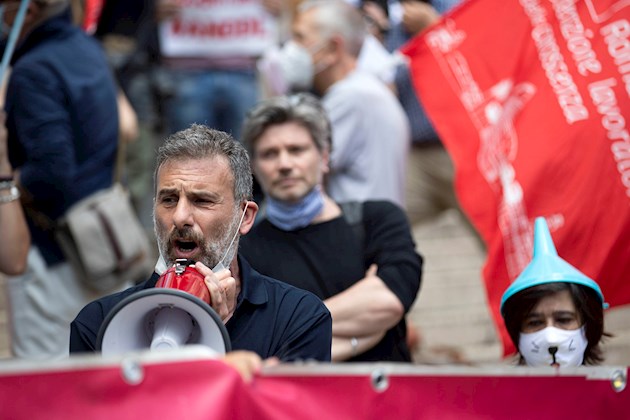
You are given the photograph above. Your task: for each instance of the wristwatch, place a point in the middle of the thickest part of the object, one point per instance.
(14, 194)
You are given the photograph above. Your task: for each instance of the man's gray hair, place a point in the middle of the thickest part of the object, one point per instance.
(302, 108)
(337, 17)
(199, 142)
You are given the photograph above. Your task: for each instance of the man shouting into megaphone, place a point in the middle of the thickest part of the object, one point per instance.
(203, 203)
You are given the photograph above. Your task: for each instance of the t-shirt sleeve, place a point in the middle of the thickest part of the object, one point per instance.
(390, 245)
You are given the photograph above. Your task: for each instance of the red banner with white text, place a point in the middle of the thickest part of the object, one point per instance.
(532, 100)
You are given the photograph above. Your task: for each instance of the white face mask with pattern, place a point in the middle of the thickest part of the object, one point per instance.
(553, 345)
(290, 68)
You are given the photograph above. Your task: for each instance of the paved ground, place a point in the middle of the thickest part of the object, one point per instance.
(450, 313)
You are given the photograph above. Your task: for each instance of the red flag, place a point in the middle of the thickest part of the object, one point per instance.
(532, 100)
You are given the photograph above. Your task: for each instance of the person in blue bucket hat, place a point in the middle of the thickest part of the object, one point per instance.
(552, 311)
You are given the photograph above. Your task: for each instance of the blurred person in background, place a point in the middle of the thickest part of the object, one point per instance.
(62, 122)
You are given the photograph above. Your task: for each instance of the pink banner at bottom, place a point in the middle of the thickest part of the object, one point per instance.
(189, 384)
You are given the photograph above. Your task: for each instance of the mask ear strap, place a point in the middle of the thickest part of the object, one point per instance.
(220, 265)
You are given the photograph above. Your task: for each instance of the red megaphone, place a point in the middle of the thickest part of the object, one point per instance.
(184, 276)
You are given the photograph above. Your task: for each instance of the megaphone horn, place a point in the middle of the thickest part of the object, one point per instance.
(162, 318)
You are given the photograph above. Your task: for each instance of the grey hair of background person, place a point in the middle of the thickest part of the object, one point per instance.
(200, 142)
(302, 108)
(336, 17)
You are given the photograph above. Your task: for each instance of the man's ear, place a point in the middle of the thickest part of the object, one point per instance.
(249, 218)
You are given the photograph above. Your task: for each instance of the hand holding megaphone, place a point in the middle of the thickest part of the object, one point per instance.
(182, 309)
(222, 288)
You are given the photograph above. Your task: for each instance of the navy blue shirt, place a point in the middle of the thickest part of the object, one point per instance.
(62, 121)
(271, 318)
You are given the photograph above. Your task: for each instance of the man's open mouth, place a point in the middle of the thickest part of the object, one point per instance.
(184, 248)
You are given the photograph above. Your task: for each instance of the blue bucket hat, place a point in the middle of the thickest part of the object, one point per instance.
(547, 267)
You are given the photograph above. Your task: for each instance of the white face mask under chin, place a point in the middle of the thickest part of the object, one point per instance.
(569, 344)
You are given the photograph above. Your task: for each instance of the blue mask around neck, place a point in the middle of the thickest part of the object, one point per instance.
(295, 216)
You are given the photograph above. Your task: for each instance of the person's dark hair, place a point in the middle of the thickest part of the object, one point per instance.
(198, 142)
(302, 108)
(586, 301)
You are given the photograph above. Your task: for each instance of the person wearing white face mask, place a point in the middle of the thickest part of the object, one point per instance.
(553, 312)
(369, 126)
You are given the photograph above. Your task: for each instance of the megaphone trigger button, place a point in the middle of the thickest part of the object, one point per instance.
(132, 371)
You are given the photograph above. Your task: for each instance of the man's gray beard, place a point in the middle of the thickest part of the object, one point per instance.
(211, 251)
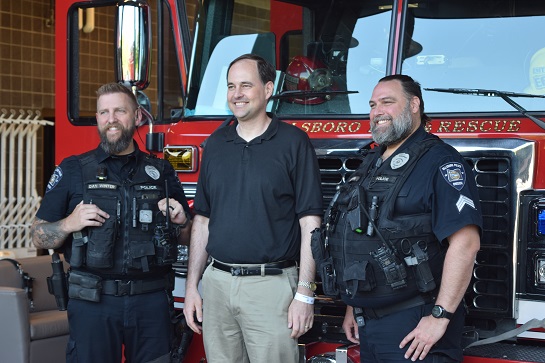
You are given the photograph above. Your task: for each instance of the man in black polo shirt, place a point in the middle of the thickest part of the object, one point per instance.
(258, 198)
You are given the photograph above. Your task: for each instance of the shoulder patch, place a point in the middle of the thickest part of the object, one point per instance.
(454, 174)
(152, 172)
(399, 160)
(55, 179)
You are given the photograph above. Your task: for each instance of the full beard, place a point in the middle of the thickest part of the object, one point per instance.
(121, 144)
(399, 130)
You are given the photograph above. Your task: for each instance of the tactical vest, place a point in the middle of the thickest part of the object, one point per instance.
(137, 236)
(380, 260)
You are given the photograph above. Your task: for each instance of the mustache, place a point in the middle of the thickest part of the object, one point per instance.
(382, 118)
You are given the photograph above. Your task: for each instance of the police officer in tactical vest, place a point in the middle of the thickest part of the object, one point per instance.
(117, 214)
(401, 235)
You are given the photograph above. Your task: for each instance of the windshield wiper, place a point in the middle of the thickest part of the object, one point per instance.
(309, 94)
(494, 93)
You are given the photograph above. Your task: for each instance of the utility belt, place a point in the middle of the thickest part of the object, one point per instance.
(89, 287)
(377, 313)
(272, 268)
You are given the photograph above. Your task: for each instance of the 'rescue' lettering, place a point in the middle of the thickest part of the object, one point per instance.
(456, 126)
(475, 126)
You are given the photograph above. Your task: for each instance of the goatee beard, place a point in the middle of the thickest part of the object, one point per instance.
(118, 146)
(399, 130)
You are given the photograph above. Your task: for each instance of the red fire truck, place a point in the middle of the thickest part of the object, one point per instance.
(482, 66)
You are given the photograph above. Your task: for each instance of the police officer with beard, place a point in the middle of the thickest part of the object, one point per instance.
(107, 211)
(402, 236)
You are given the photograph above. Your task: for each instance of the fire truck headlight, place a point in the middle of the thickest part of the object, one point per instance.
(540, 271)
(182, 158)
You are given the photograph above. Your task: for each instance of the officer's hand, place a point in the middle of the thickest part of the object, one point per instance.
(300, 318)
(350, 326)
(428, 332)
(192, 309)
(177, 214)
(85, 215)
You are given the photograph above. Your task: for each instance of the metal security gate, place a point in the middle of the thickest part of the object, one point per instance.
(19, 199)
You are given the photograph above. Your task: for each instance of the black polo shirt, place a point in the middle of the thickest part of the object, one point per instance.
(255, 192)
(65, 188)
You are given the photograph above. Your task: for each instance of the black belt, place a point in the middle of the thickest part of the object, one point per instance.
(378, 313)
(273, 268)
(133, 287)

....

Work to be completed:
All lines from the one with "of the utility" onward to the end of the records above should be repeated exactly, and only those lines.

Task response:
You are given the photograph above. Your task: for each instance of the utility belt, place a point in the middle of the thickest part of the object, one point per instance.
(89, 287)
(377, 313)
(272, 268)
You are given the photograph above. Your task: for each instance of the 'rescue' lettering, place a point in the middle of the thickest part of the object, one point per instance.
(456, 126)
(475, 126)
You are given the photograph above. Your task: for each instance of the goatee beard, place a point in the middle of the thickest part of the object, one point per instance.
(118, 146)
(399, 130)
You are given the photograph above. Your task: for each instance of the red fire truck, place a point in the middle of the thickest part of the object, one point per instance.
(482, 66)
You are given the photograph above. Your task: for each instance of the police officer with beard, place a point in the middle of the thickest part of the object, one point per instance.
(107, 211)
(402, 236)
You are given the photograph above. Your task: for each instance of the fire truck headlight, place a point in the middle of the thickest part of the object, one point per instance.
(540, 271)
(182, 158)
You are given the photograph above. Your task: for each instance of the officer's hand, place a point in the middle of the thickest part of the object, one point per instance.
(300, 318)
(350, 326)
(428, 332)
(192, 309)
(177, 214)
(85, 215)
You are given the photograph above. Your task: for each instance of the metal security gate, place a point in the middle of the thickest part of the object, one point per instance.
(19, 199)
You are given the photograph above. Your task: for each instance of the black polo shirt, place a point in the middle of the thickest part of the object, one point per instance.
(255, 192)
(65, 188)
You are given the photograph above. Your task: for each instance of the black belt, place a point in the middle of the thickest part of the object, one point per instance.
(378, 313)
(273, 268)
(133, 287)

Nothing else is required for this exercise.